Selected excerpt
01 August 2010
 
Up Periscope


(Dawn at Refuge Farm. Rays of the rising sun mimic those of the Imperial Japanese Naval Battle Flag. Photo Socotra)
 
Ever have that sense of dislocation, like not knowing where you are? Makes you queasy, like the aftermath of some great and rapid tectonic shift that slides a 7-11 Store up over its parking lot and into the middle of an intersection.
 
Like my pal Mike says, the top of Everest is sedimentary rock, and as high as it is now, was once at the bottom of a primordial sea, way below periscope depth. He and his daughter were at Refuge Farm briefly yesterday, and having them here was as disorienting as waking up in the wrong county.
 
Got me big time this morning. I realized a few moments into consciousness that I was not in my bed, but in another, also mine, but someplace else. It was as if I had come to periscope depth abruptly from the vasty deep.
 
I crept downstairs in the darkness and decided to stay awake. I am agitated about people I love, parents and others, and scanned the messages for portents and omens.
 
I discovered nothing about one situation and more than I needed on another. I have to help my brother and sister to convince my Mom to give up her home and move into something smaller and more manageable where we can get Dad the help he needs.
 
There is no instruction manual; how the hell is this supposed to work?
 
I sighed. I had this big scheme for this morning. I brought my notes from the long conversation at Willow with Mac down to the farm, and was going to tell you this morning about the guy who saved his life so long ago. Jasper Holmes was the guy, who if the world was sane, would be remembered as a writer of fiction.

Provided data
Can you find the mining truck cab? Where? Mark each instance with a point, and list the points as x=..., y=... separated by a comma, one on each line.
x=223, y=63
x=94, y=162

Given request A
Answer these questions about the post titled "Up Periscope":
(i) According to Mike, what kind of rock is at the top of Everest?
(ii) Who was at Refuge Farm briefly yesterday?
(iii) Whom does the writer have to help convince Mom to give up her home?
Given request B
In the post titled "Up Periscope", write out the passage from "01 August 2010" up to and including "the vasty deep." again, changing "queasy" to "uneasy".

Correct result A
(i) Sedimentary rock.
(ii) Mike and his daughter.
(iii) The writer's brother and sister.

Correct result B
01 August 2010
 
Up Periscope


(Dawn at Refuge Farm. Rays of the rising sun mimic those of the Imperial Japanese Naval Battle Flag. Photo Socotra)
 
Ever have that sense of dislocation, like not knowing where you are? Makes you uneasy, like the aftermath of some great and rapid tectonic shift that slides a 7-11 Store up over its parking lot and into the middle of an intersection.
 
Like my pal Mike says, the top of Everest is sedimentary rock, and as high as it is now, was once at the bottom of a primordial sea, way below periscope depth. He and his daughter were at Refuge Farm briefly yesterday, and having them here was as disorienting as waking up in the wrong county.
 
Got me big time this morning. I realized a few moments into consciousness that I was not in my bed, but in another, also mine, but someplace else. It was as if I had come to periscope depth abruptly from the vasty deep.